### GOAL OF THE EXERCISE:
Extract the full set of records, then give each one again exactly.

### INFORMATION GIVEN:
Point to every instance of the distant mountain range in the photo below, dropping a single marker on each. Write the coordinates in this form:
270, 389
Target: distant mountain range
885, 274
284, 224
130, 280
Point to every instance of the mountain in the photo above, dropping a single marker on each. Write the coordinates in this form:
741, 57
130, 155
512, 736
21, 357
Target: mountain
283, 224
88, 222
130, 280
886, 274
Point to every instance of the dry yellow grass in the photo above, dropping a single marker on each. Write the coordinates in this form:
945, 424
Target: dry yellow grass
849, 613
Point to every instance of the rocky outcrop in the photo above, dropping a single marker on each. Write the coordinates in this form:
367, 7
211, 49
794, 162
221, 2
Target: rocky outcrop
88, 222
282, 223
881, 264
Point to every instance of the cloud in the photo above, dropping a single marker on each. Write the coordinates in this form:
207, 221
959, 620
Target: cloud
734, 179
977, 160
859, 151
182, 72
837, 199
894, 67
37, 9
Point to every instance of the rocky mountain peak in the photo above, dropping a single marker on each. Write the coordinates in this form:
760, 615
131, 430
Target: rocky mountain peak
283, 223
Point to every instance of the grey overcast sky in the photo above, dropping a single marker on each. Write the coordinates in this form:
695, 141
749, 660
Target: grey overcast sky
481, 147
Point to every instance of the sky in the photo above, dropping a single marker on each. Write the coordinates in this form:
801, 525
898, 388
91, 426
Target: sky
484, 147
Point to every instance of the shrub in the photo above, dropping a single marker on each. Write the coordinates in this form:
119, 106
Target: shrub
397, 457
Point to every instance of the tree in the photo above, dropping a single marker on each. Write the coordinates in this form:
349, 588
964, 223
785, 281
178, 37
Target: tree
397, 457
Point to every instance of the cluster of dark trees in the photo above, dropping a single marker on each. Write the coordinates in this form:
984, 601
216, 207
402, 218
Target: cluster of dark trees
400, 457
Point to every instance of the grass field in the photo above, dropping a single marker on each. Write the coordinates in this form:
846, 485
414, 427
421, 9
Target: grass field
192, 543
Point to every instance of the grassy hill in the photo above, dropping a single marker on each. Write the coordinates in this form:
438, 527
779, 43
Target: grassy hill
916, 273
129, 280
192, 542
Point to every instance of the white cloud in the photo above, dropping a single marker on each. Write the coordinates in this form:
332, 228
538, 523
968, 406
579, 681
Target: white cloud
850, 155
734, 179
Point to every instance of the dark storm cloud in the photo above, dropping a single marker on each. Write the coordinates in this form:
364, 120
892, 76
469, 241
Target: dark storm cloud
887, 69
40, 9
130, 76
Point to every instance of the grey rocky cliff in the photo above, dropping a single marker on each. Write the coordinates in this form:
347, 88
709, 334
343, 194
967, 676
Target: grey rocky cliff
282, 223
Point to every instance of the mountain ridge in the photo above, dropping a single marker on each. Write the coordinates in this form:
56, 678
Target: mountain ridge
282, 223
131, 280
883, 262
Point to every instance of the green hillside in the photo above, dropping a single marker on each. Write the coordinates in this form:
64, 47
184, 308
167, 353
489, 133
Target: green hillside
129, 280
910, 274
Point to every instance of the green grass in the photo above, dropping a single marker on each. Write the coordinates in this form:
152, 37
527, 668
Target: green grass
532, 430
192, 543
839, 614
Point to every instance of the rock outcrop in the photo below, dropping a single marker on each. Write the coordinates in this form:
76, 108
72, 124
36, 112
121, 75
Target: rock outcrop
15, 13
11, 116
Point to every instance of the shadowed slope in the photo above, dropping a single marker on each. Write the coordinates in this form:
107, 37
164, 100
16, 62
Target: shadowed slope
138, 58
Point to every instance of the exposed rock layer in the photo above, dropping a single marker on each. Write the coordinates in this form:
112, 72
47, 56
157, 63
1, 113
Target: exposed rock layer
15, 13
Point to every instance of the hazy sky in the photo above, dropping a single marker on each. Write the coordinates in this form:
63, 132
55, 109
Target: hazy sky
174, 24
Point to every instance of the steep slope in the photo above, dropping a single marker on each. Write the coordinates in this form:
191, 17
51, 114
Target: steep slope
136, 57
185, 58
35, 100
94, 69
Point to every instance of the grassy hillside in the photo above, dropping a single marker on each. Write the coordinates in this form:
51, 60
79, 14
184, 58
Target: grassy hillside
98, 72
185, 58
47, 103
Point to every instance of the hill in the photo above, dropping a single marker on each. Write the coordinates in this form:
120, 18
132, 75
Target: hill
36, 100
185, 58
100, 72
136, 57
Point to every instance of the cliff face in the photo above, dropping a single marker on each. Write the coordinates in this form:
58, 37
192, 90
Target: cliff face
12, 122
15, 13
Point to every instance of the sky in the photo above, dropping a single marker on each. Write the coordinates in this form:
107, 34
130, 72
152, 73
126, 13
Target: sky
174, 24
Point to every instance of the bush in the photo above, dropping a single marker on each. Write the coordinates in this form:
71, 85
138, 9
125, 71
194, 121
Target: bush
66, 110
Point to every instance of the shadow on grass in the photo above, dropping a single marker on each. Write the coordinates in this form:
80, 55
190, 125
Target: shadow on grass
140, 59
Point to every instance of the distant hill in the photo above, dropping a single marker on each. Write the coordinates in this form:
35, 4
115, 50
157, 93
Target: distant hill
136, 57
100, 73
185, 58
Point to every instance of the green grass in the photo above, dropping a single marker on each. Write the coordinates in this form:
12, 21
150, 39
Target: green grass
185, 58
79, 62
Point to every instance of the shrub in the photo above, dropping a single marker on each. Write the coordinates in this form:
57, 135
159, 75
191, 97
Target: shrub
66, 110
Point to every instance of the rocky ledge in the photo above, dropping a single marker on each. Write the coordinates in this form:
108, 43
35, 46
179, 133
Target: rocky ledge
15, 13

### SOLVED EXERCISE:
Point to every instance of the distant mountain range in the photo below, dropping a single marker on each. Write the coordinates in this form:
270, 389
Target: distant mountain range
885, 274
284, 224
130, 280
Point to every instance of the mountain in the photo above, dropping a single marker on each. Write the coordinates in this form:
741, 57
130, 155
512, 736
21, 357
Target: mountain
283, 224
88, 222
130, 280
886, 274
Point to every instance of the dry yellow grass in the photo above, dropping a single marker on each. Write the coordinates in this form:
945, 424
Target: dry yellow grass
849, 613
Point to every instance of the rocky outcrop in the photo above, dropping a single marker on each. Write the coordinates in this form:
367, 7
211, 49
794, 162
221, 2
Target: rocky outcrop
88, 222
282, 223
881, 264
Point to every instance of the cloud in the photo above, dropping a single marker on each. Write the coordinates in this form:
207, 221
959, 620
Target: cloud
734, 179
977, 160
859, 151
182, 72
837, 199
894, 67
37, 9
Point to every instance of the rocky mountain peak in the photo above, dropping a single marker on each. Write the coordinates in this form:
760, 615
131, 430
Target: rocky mountain peak
283, 223
Point to every instance of the grey overcast sky in the photo above, dropping a single marker on each. Write the coordinates in this form:
695, 141
749, 660
Target: grey overcast sky
481, 147
Point to every instance of the sky in the photo above, dropping a single marker on each. Write the coordinates in this form:
801, 525
898, 388
91, 426
Target: sky
484, 147
Point to every instance of the shrub in the photo above, dropping a single marker on each. Write the coordinates in this form:
119, 106
Target: shrub
397, 457
Point to every instance of the tree in the photo above, dropping a single marker on each. Write the coordinates in this form:
349, 588
964, 223
785, 281
178, 37
Target: tree
397, 457
Point to every instance of the cluster of dark trees in the photo above, dropping a single marker on each. Write the coordinates in this form:
984, 601
216, 207
402, 218
Target: cluster of dark trees
400, 457
Point to every instance of the grass field in the photo above, dropping a single marker on each. Write the coordinates in this form:
846, 485
414, 427
421, 9
Target: grass field
192, 543
Point to every instance of the grassy hill in the photo above, dropping a single marker on each. Write the coordinates in this form:
438, 527
779, 43
Target: grassy hill
916, 273
129, 280
192, 542
Point to every instance of the white cloud in the photo above, dropping a single marker on each. Write the coordinates in this form:
332, 228
538, 523
968, 406
579, 681
Target: white cloud
850, 155
734, 179
Point to every instance of the dark storm cloud in the photo above, dropping a single marker on each. Write the coordinates in this form:
364, 120
892, 76
469, 241
Target: dark storm cloud
887, 69
40, 9
130, 76
Point to every instance of the grey rocky cliff in the photo above, dropping a single marker on each. Write the coordinates in this form:
347, 88
709, 334
343, 194
967, 676
Target: grey rocky cliff
282, 223
Point to every instance of the mountain ridge in the photo above, dropping a single marker on each. Write the coordinates in this form:
56, 678
Target: mountain ridge
282, 223
131, 280
883, 262
Point to every instance of the green hillside in the photo above, dropping a single marker on each. Write the coordinates in this form:
64, 47
184, 308
167, 353
489, 133
Target: green hillside
129, 280
910, 274
Point to every instance of the green grass in the photo above, dropping a single marker on each. Write the coordinates in this form:
152, 37
527, 668
Target: green grass
532, 430
192, 543
839, 614
Point to every instance of the rock outcrop in the photo below, dropping a single marker on each. Write the coordinates in this form:
76, 108
72, 124
36, 112
121, 75
Target: rock outcrop
15, 13
11, 116
Point to every instance of the shadowed slope in the photo above, dropping a single marker on each. Write the coordinates in this form:
107, 37
164, 100
16, 62
Target: shadowed slope
138, 58
Point to every instance of the exposed rock layer in the photo above, dropping a single marker on each. Write the coordinates in this form:
112, 72
47, 56
157, 63
1, 113
Target: exposed rock layer
15, 13
Point to every instance of the hazy sky in the photo above, dropping a single marker on each. Write the coordinates in this form:
63, 132
55, 109
Target: hazy sky
174, 24
Point to every instance of the steep slope in the photo above, dropping a single marker on each. Write the coordinates in this form:
191, 17
51, 114
Target: steep slope
136, 57
185, 58
35, 100
94, 69
Point to every instance of the grassy hillside in the photo above, dropping a single marker on each. Write the coordinates in this form:
51, 60
79, 14
184, 58
Target: grassy hillside
98, 72
185, 58
47, 103
Point to every instance of the hill in the photo above, dropping a single marker on each. Write the coordinates in this form:
120, 18
132, 75
Target: hill
36, 100
185, 58
100, 72
136, 57
Point to every instance of the cliff face in the photo above, dropping a single marker on each. Write the coordinates in this form:
58, 37
192, 90
Target: cliff face
12, 122
15, 13
Point to every instance of the sky in the photo above, dropping a single marker on each. Write the coordinates in this form:
107, 34
130, 72
152, 73
126, 13
Target: sky
174, 24
Point to every instance of the bush in the photo above, dropping a single marker on each. Write the coordinates in this form:
71, 85
138, 9
125, 71
194, 121
Target: bush
66, 110
Point to every instance of the shadow on grass in the photo above, dropping a single marker on each. Write the coordinates in this form:
80, 55
190, 125
Target: shadow on grass
140, 59
Point to every instance of the distant hill in the photo above, dropping a single marker on each. Write the coordinates in this form:
35, 4
115, 50
157, 93
Target: distant hill
136, 57
100, 73
185, 58
Point to every instance of the green grass in the photo above, dropping a single marker on each. Write the coordinates in this form:
12, 21
150, 39
Target: green grass
185, 58
79, 62
Point to every instance of the shrub in the photo above, dropping a single marker on each. Write the coordinates in this form:
57, 135
159, 75
191, 97
Target: shrub
66, 110
Point to every instance of the rocky ledge in the photo above, dropping a single marker on each. Write the coordinates in this form:
108, 43
35, 46
179, 133
Target: rocky ledge
15, 13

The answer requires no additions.